**Image-grounded pointing data:**
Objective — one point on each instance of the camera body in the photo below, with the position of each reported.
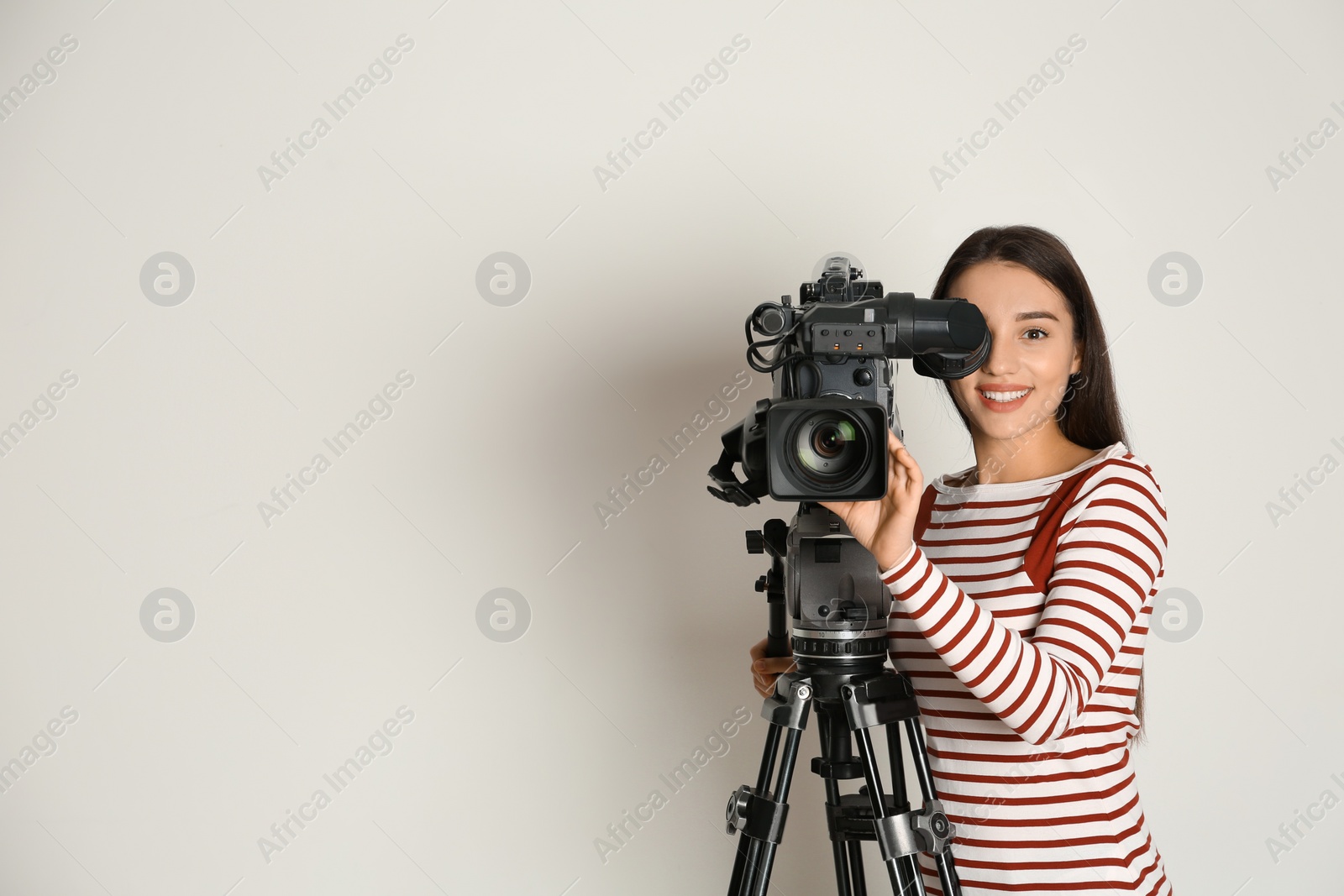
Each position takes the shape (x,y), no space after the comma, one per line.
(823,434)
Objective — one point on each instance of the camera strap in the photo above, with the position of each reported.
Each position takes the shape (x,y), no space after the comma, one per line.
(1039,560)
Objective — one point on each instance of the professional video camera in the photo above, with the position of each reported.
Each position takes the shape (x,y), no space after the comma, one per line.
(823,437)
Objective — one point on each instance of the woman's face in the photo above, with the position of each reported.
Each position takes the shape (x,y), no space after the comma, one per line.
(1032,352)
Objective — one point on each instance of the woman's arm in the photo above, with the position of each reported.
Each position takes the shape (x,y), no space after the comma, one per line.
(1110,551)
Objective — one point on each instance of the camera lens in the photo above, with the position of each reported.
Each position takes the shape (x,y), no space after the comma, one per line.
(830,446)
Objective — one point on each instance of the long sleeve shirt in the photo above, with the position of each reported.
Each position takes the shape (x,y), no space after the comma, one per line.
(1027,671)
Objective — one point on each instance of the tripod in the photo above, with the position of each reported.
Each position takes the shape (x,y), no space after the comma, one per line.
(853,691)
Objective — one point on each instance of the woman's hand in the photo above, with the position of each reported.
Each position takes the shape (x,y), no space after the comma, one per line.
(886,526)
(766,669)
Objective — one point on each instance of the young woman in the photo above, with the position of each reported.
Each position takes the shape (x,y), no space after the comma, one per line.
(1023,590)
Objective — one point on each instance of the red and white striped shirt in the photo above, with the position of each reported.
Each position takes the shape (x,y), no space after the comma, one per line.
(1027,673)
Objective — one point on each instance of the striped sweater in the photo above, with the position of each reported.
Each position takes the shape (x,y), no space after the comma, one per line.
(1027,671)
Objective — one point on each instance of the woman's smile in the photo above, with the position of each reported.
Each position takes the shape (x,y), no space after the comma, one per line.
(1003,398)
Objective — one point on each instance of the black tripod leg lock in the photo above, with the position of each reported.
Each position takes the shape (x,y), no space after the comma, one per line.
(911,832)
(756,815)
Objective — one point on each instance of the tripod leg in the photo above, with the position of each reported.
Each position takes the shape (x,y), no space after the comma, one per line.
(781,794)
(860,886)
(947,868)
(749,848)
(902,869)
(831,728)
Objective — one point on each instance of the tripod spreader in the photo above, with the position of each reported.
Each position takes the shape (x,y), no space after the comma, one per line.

**WHAT THE TASK REQUIRES:**
Gather up, from the records above, each line where the word "shirt" appears.

**TASK RESPONSE:**
Objective — one point on each instance of the long sleeve shirt in the photo above, with the position of each reported.
Objective — one point on each instance of the red and white striped shirt in the photo above, with the position of each reported.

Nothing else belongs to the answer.